> _WORK ITEM_: Set down all of the entries precisely as they were written.

⟨

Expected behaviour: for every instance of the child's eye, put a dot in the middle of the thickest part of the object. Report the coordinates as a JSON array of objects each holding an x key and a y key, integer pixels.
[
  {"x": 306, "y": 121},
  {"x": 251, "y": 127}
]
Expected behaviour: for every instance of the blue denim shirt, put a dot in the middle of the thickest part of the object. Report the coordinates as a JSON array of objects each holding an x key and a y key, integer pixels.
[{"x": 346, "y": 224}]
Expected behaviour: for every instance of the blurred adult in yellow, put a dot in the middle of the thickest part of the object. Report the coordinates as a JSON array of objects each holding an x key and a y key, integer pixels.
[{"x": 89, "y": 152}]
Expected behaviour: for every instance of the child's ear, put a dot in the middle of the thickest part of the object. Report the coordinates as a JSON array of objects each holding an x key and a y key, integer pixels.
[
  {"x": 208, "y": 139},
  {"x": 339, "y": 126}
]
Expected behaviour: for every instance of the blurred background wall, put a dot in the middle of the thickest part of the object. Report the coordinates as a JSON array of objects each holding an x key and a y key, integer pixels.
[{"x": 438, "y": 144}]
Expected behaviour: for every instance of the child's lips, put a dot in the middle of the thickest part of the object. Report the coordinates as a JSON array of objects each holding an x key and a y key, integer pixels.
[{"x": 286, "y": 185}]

⟩

> _SOLUTION_:
Expected behaviour: for every instance of the child's eye, put a dot in the middle of the thickest part of the object. Report the coordinates as a JSON array of objects each holding an x key and a y key, integer pixels.
[
  {"x": 306, "y": 121},
  {"x": 251, "y": 127}
]
Expected behaviour: for every instance of the blue denim shirt, put a dot in the middle of the thickest part of the object. Report the coordinates as a JSON array of objects each holding an x key and a y key, integer pixels.
[{"x": 346, "y": 224}]
Expected behaviour: for every instance of the blurred adult in yellow, put a dot in the middle of the thickest part of the object. Report the coordinates as a JSON array of objects each holding an x key and a y key, integer pixels.
[{"x": 89, "y": 152}]
Expected behaviour: for every instance of the child's ear, put a dot in the middle of the thickest part of the object. Report the coordinates as a JSON array of objects each holding an x key and a y key, integer pixels.
[
  {"x": 208, "y": 139},
  {"x": 339, "y": 126}
]
Expected behaviour: for every instance of the blurred background wall, put a dot in the middle of the thickest part of the object. Report the coordinates as a JSON array of objects each holding an x key and a y key, integer pixels.
[{"x": 438, "y": 144}]
Expected behaviour: for every instance of the child's lips, put a dot in the middle of the thickest part of the object. Report the coordinates as a JSON array of objects each holding an x key and a y key, integer pixels.
[{"x": 286, "y": 185}]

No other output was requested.